* _DATA SUPPLIED_
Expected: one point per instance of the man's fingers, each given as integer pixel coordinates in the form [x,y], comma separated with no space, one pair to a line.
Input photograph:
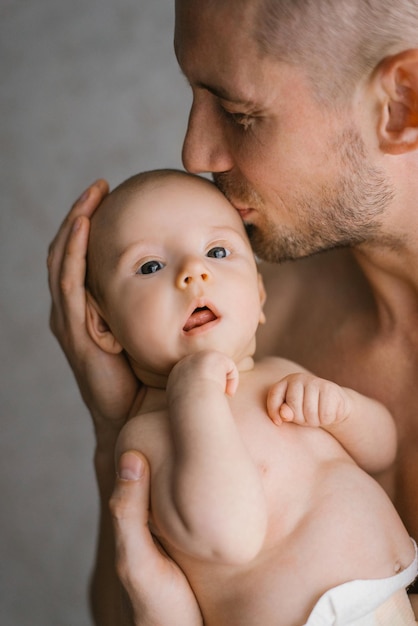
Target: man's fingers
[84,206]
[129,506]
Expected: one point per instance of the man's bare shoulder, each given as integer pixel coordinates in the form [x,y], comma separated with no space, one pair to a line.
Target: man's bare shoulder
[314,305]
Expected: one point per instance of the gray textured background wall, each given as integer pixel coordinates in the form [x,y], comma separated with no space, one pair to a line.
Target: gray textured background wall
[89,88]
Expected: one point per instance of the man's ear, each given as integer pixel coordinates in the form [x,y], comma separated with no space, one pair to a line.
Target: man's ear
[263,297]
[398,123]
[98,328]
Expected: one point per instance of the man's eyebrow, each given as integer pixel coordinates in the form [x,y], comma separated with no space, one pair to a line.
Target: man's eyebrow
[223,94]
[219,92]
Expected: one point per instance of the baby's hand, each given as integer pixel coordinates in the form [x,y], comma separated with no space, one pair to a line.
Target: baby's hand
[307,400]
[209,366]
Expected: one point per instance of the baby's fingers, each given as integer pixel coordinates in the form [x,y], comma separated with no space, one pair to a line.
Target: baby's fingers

* _DO THIS_
Shift the point coordinates by rewriting every line from the one containing "Expected: one point per instance of the baby's hand, each" through the end of the items, requests included. Add 103 to each number in the coordinates and leave all other text unchanged.

* _IN RESPONSE_
Expected: one point per instance of the baby's hand, each given as integer pixel coordinates in the form [x,y], comma separated with no space, one pair to a line.
Target: baby's hand
[410,503]
[312,469]
Expected: one point per instance of the baby's fingers, each given as integer pixel coordinates in the form [x,y], comma separated with no space, one pair to a line.
Target: baby's fingers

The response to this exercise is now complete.